__Texte source__.
● ● ● ●

Ce nouvel outil aura permis de mesurer l’exposition des plus jeunes à la crise climatique : plus d’un tiers des enfants dans le monde est par exemple fortement exposé à des vagues de chaleur ; plus d’un tiers au manque d’eau. Deux phénomènes qui ne manqueront pas de s’étendre à mesure que le réchauffement s’intensifie.
«45 millions d’enfants se trouvent aujourd’hui en situation d’émaciation sévère, c’est-à-dire qu’ils ne peuvent plus ingérer de nourriture tellement ils sont malnutris, souligne Mathilde Lecluse. C’est le cas dans la Corne de l’Afrique, particulièrement en Somalie et en Éthiopie, où des sécheresses successives sont directement imputables au dérèglement climatique».

La menace de ne pas naître
Ces risques concernent tout autant les femmes enceintes, comme le montre un rapport d’octobre 2023 du Fonds de l’ONU pour la population (FNUAP). Celui-ci a analysé les plans climatiques d’une centaine de pays signataires de l’Accord de Paris: seuls 38 d’entre eux sur 119 prennent en compte les droits en matière de santé sexuelle et reproductive.
Pour Angela Baschieri, chercheuse co-autrice de ce rapport, «les conséquences du réchauffement sur les femmes et les jeunes filles sont dévastatrices avec une augmentation du risque de mortinatalité et une insécurité alimentaire qui impacte la santé de la mère et du nouveau-né. Il y a aussi tous les déplacements liés aux situations climatiques, qui les rendent vulnérables, car les services de planification familiale, d’accouchement en toute sécurité et de protection contre les violences sexistes peuvent être perturbés».

● ● ● ●

__Tâches à réaliser__.
[A] D'après le texte source, combien des 119 pays dont les plans climatiques ont été analysés par le FNUAP prennent en compte les droits en matière de santé sexuelle et reproductive ?
[B] Recopiez un extrait du texte source, en commençant par « La menace de » et en poursuivant jusqu'à « sexuelle et reproductive. ».

● ● ● ●

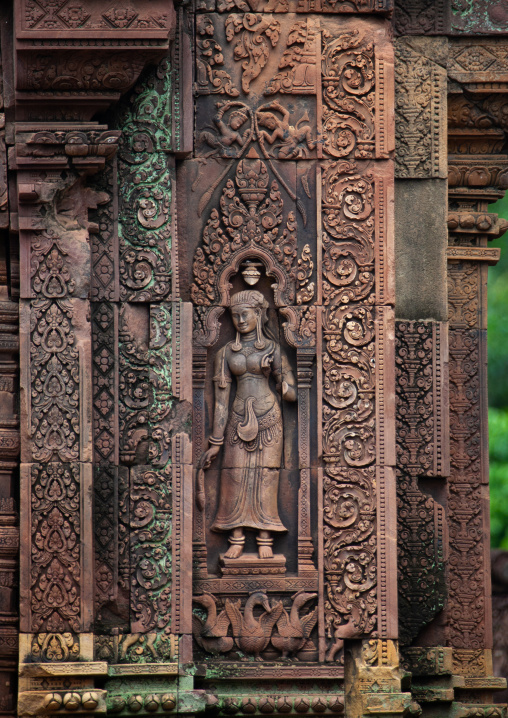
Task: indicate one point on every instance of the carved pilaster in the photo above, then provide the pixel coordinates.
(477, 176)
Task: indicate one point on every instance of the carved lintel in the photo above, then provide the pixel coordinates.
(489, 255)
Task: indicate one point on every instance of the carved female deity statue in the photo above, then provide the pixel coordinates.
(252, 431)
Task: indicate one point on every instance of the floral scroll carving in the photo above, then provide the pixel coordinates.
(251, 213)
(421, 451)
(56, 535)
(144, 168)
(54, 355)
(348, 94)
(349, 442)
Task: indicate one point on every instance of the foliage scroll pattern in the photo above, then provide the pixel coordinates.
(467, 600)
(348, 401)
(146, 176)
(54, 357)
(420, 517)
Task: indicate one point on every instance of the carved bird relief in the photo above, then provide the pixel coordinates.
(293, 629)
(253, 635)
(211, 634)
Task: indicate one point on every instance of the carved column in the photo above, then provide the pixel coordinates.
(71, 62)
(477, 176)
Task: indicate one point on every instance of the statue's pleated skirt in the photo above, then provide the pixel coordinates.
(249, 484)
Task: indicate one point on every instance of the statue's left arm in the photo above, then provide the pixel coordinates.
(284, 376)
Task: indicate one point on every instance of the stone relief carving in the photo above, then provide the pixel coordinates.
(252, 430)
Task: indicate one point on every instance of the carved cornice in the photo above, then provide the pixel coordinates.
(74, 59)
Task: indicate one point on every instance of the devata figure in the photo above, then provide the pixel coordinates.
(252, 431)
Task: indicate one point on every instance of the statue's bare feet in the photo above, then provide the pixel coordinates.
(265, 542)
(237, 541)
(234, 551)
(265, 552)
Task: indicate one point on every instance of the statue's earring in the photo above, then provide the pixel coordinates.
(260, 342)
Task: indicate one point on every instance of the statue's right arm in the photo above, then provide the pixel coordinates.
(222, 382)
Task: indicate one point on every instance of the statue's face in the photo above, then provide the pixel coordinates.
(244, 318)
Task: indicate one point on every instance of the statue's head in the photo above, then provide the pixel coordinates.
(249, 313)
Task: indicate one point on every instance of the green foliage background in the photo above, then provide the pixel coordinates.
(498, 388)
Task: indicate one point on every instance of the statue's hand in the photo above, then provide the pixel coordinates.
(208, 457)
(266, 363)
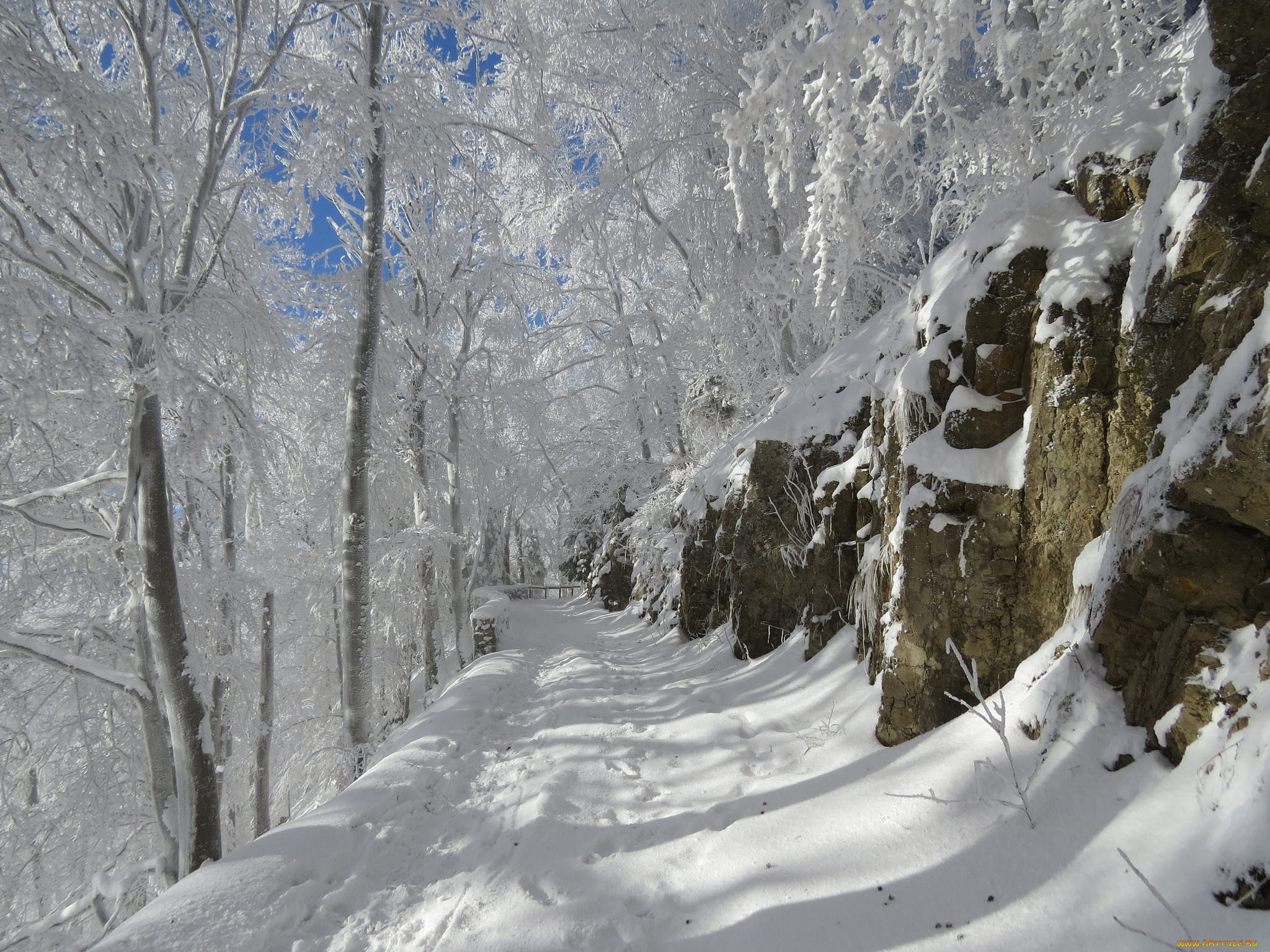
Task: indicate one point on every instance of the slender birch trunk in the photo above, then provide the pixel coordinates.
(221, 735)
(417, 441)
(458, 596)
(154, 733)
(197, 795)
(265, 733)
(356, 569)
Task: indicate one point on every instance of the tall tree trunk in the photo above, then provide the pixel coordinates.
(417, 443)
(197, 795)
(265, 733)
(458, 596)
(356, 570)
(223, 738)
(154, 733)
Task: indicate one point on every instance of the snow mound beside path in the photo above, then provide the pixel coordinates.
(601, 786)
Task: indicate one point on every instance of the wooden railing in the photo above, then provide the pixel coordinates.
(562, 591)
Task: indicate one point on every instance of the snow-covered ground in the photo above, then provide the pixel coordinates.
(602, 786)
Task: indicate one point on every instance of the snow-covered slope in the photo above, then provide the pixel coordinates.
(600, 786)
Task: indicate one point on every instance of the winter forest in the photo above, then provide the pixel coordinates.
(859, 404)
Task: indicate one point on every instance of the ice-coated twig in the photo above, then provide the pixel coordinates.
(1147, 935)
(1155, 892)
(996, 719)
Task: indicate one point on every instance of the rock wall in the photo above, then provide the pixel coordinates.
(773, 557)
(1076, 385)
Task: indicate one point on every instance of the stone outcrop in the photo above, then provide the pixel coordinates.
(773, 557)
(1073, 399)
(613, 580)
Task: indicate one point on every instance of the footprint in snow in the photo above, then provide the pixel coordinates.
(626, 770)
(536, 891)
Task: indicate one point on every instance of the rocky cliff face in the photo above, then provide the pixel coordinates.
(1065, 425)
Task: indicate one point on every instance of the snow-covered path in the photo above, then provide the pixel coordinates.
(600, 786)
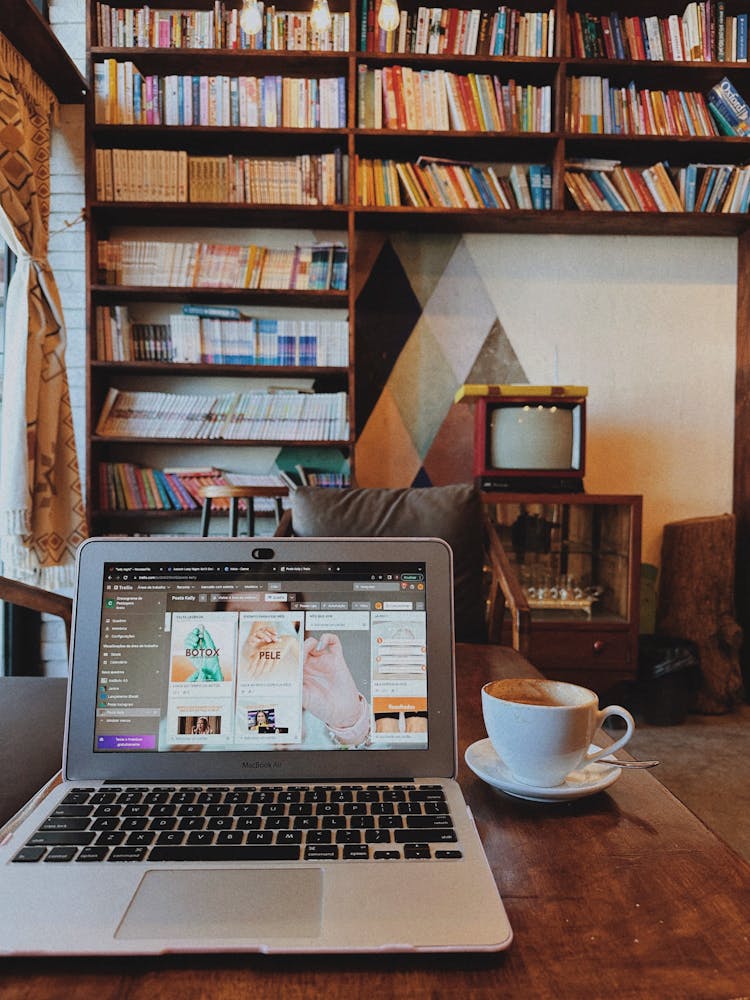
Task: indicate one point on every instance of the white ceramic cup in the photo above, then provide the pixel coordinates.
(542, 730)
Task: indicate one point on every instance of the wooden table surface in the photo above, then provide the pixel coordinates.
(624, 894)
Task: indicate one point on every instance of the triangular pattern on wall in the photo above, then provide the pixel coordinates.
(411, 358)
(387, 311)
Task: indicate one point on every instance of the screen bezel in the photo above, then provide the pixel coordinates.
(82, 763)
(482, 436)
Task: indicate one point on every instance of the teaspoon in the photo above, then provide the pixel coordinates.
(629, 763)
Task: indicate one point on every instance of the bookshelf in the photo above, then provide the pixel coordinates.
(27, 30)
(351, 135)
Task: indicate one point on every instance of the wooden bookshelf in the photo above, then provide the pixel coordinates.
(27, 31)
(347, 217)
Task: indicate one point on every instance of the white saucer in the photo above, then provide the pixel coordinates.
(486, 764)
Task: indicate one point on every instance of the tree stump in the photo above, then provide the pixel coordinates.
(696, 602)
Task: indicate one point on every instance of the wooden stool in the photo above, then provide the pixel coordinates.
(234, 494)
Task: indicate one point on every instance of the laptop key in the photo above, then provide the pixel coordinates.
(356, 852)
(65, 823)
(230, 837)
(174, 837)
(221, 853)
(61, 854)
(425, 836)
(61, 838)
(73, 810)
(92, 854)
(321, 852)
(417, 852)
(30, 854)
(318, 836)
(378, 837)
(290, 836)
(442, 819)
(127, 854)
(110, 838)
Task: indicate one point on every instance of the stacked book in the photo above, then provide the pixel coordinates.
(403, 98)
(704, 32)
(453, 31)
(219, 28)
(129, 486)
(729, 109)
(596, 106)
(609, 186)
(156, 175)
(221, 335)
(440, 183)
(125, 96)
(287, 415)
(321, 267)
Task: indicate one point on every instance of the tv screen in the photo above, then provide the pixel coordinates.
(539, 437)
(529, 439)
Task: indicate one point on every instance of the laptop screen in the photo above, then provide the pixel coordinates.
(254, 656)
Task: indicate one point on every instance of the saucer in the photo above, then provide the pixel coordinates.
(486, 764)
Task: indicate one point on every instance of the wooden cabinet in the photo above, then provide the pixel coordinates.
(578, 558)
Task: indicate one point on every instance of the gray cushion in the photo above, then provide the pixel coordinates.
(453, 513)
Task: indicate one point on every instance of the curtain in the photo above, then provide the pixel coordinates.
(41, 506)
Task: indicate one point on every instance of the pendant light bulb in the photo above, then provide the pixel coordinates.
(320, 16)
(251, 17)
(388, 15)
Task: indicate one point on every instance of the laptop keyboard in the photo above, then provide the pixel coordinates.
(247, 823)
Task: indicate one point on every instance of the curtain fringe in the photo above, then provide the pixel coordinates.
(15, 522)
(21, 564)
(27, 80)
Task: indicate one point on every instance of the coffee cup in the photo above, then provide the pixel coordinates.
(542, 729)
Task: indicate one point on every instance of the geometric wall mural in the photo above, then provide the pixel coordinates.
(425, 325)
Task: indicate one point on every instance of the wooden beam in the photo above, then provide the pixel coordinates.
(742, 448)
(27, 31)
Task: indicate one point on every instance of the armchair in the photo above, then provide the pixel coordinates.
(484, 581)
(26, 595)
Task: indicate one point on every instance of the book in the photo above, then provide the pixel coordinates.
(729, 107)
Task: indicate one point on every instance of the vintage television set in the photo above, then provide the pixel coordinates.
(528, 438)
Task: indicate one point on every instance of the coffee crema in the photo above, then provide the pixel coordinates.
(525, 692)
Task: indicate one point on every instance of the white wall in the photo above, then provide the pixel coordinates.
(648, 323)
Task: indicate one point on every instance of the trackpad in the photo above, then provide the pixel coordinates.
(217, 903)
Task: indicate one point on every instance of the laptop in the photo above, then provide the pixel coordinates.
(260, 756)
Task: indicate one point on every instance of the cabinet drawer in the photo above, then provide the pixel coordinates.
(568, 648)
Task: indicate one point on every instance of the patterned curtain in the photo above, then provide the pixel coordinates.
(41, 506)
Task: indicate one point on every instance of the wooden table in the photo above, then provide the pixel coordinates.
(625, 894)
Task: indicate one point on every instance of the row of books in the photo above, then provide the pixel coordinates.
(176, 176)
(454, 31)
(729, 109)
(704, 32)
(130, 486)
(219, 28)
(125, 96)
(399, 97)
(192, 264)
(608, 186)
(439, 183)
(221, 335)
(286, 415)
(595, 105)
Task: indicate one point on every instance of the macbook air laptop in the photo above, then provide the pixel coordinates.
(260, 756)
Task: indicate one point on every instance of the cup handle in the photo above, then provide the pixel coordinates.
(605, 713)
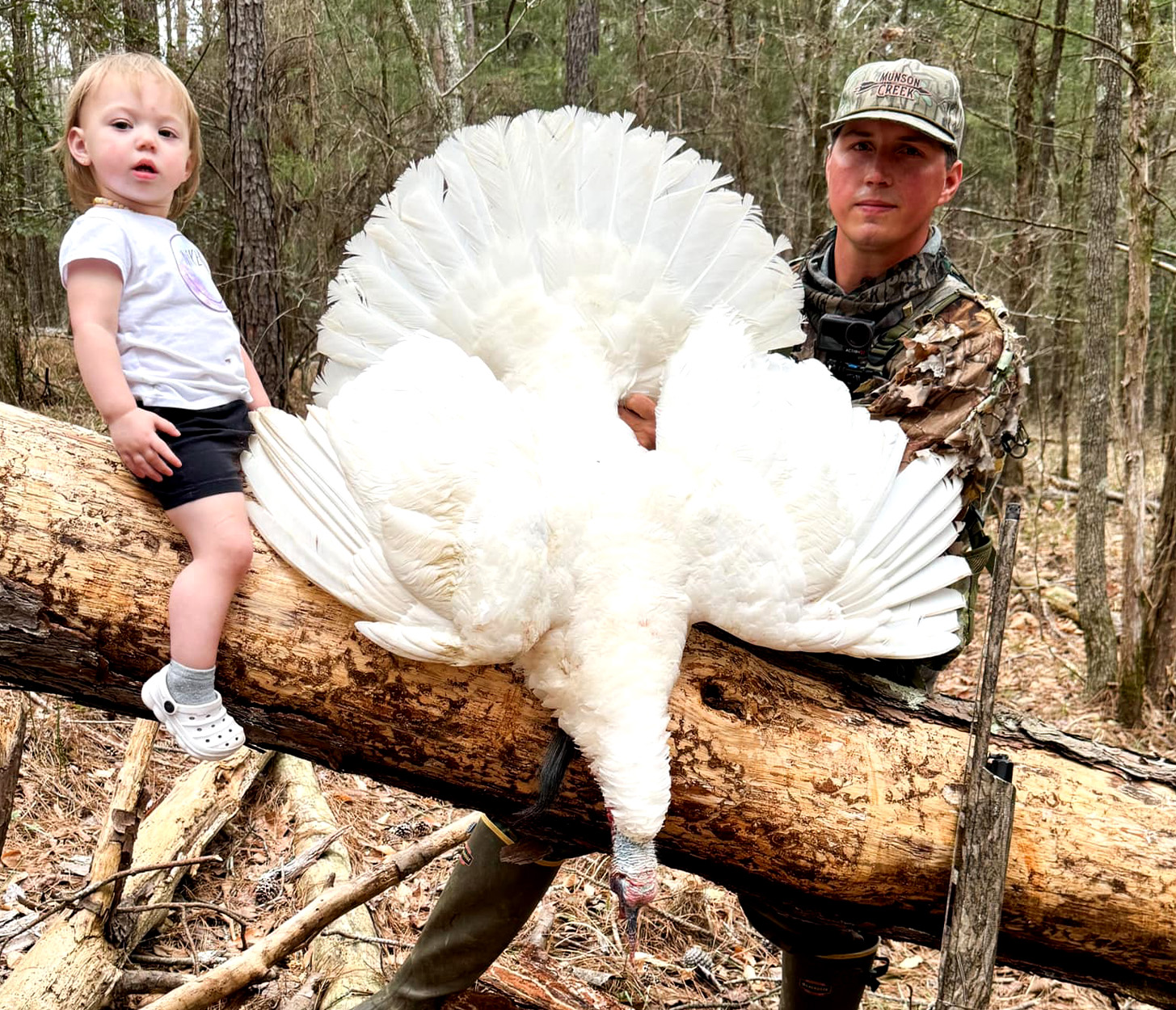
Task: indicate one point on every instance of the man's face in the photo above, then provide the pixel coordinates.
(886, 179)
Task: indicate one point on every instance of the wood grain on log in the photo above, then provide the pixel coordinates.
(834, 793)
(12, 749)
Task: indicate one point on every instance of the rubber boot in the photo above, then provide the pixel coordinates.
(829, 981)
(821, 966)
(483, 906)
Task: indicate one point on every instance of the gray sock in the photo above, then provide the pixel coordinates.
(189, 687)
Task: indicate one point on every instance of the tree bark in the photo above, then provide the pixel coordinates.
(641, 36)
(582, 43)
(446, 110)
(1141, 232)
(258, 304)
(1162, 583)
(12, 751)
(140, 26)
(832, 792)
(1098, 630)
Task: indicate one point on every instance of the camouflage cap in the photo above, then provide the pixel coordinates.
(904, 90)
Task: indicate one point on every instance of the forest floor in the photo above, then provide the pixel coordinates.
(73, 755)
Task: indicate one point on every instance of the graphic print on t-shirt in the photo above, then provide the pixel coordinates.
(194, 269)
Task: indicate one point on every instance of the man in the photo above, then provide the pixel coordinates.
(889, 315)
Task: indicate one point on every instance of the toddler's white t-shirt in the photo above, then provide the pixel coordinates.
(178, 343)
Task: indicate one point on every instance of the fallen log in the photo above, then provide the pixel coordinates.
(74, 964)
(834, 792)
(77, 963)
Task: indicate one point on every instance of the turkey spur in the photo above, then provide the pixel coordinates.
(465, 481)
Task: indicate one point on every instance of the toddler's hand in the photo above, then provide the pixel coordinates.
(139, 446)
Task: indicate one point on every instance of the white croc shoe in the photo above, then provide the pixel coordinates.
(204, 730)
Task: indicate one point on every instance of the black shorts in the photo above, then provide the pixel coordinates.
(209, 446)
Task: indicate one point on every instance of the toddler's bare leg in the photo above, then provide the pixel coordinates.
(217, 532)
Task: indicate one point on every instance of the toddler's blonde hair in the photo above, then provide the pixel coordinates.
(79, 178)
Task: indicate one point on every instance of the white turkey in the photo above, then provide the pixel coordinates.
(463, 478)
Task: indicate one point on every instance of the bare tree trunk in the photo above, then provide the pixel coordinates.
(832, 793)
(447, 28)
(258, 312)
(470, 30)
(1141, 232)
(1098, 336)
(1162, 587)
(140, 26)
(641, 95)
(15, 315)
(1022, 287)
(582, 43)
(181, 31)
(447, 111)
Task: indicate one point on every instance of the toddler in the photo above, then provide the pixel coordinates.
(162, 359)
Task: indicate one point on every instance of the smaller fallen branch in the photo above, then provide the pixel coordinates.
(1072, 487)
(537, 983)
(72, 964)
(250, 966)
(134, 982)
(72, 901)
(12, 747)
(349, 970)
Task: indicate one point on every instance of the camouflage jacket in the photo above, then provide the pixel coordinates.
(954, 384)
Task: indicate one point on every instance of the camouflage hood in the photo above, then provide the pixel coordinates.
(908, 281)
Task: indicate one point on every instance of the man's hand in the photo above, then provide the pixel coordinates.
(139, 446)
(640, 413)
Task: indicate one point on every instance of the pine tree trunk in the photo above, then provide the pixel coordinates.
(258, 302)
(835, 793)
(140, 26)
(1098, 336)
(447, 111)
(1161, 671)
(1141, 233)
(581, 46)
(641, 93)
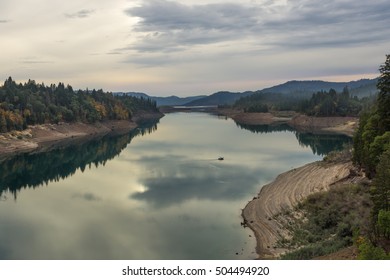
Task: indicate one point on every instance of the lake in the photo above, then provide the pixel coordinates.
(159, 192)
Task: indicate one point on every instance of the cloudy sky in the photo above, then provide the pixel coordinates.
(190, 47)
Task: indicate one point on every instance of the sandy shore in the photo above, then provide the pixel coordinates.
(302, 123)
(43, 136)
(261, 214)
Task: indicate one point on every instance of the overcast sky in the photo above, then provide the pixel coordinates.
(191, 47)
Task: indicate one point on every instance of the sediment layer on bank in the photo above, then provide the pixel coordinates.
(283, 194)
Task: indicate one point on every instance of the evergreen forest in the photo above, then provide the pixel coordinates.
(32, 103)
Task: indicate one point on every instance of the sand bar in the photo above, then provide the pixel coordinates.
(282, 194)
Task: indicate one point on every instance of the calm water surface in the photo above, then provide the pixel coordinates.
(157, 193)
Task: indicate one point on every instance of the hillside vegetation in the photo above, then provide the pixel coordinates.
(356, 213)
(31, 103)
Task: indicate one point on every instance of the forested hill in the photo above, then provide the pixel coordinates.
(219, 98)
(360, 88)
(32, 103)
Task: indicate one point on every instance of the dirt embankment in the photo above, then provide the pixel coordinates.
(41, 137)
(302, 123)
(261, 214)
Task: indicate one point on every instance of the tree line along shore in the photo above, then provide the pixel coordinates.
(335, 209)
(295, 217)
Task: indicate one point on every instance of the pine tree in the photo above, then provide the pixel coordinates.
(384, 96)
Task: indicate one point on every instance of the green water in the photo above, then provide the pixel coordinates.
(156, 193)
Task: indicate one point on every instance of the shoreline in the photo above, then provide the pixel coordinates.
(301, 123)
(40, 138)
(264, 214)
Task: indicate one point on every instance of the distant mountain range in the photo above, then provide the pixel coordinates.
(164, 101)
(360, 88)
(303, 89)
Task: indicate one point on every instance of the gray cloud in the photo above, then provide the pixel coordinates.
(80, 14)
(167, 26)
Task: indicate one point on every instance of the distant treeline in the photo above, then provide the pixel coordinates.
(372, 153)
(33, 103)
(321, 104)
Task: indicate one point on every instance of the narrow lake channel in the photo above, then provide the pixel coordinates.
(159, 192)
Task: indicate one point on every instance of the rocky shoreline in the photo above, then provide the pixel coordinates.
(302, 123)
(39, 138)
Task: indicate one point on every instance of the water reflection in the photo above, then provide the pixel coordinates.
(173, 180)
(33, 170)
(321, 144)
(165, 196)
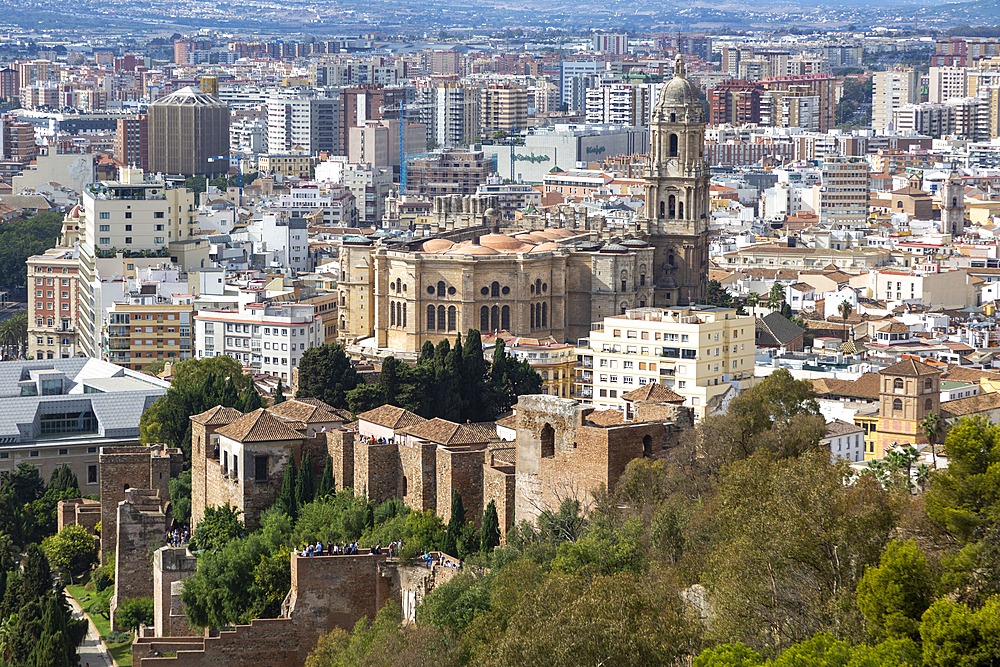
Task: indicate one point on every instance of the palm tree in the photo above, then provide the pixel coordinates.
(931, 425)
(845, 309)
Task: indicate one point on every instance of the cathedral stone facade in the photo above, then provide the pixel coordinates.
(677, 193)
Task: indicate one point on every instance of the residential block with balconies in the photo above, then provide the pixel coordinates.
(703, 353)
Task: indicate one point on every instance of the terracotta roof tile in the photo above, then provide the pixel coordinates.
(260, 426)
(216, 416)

● ● ● ●

__Réponses par tâche__.
[A] 38 pays sur 119.

[B]
La menace de ne pas naître
Ces risques concernent tout autant les femmes enceintes, comme le montre un rapport d’octobre 2023 du Fonds de l’ONU pour la population (FNUAP). Celui-ci a analysé les plans climatiques d’une centaine de pays signataires de l’Accord de Paris: seuls 38 d’entre eux sur 119 prennent en compte les droits en matière de santé sexuelle et reproductive.